*** Block opens ***

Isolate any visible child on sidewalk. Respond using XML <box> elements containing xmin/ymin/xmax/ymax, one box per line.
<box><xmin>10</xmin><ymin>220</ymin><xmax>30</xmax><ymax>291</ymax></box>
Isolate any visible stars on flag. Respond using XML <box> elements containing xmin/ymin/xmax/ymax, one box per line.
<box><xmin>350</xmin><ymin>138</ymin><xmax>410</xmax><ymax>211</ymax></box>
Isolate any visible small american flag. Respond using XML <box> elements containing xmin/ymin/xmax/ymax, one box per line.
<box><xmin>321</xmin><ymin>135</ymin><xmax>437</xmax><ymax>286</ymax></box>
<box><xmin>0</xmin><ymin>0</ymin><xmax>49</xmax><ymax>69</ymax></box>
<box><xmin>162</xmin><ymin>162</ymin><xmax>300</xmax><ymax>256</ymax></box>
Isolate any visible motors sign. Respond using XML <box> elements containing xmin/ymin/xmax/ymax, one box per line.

*** Block closes ***

**YOUR INSTRUCTIONS**
Your output should be the lines from the one with "Isolate any visible small" through the last line of the entries above, copied exactly and nothing more.

**ANSWER AREA**
Isolate any visible small american flag. Respond using XML <box> elements containing xmin/ymin/xmax/ymax, one box per line.
<box><xmin>321</xmin><ymin>135</ymin><xmax>437</xmax><ymax>286</ymax></box>
<box><xmin>0</xmin><ymin>0</ymin><xmax>49</xmax><ymax>69</ymax></box>
<box><xmin>162</xmin><ymin>162</ymin><xmax>300</xmax><ymax>256</ymax></box>
Isolate any visible motors sign. Respond using XML <box> elements containing xmin/ymin/xmax/ymax, one box per line.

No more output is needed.